Return every line of the data below word for word, in the same order and without any change.

TASK DATA:
******************************

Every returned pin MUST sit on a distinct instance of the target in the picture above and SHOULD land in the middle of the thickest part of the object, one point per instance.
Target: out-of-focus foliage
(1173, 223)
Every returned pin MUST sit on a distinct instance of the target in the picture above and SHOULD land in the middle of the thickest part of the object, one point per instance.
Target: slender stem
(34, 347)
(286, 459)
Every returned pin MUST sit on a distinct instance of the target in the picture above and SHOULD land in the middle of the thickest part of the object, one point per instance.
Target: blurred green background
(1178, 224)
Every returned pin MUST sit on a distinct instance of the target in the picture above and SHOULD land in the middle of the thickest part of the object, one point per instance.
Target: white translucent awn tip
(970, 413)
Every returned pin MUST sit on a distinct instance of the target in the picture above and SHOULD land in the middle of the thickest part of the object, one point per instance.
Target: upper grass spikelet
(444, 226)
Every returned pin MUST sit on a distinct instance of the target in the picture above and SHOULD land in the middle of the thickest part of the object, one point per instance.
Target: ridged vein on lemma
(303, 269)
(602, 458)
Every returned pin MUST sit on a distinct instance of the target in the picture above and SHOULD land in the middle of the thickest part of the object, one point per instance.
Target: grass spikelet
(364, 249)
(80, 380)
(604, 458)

******************************

TASK OUTPUT:
Every returned pin MUST sit on a distinct instance of the target in the picture above and SHOULD land in the middle of the thickest part of the object, one point per instance.
Target: out-of-focus foliage
(1173, 223)
Every returned pin MUST sit on a distinct instance of the target in the picture above and SHOULD land in the middle of the thickest part of the object, one point per instance.
Target: slender stem
(34, 347)
(286, 459)
Every returned pin MUST sit on a distinct instance of the target in the picture above and SHOULD land in the middle of the thickest part of the object, one point per instance.
Target: blurred green background
(1178, 224)
Every returned pin MUST sit on a distinct instance of the target in the picture above and SHOULD land in the middle of the thickest part of the object, one point per instance.
Target: white translucent awn tip
(970, 413)
Every returned pin MUST sit on a distinct instance of the target in the picture above and SHOULD land in the middle of the thickest part of the object, one point per instance.
Target: upper grass spikelet
(444, 226)
Every returned pin MUST sit on a distinct instance of the target in the picture above and SHOULD land in the middle of the thickest part of the object, one point per instance.
Target: ridged vein on lemma
(303, 269)
(602, 458)
Every returned pin MUST sit on a distinct instance of the target in the picture above and SHOULD land in the middle of the thickest part of the object, one point per instance.
Target: grass spikelet
(364, 249)
(80, 380)
(604, 458)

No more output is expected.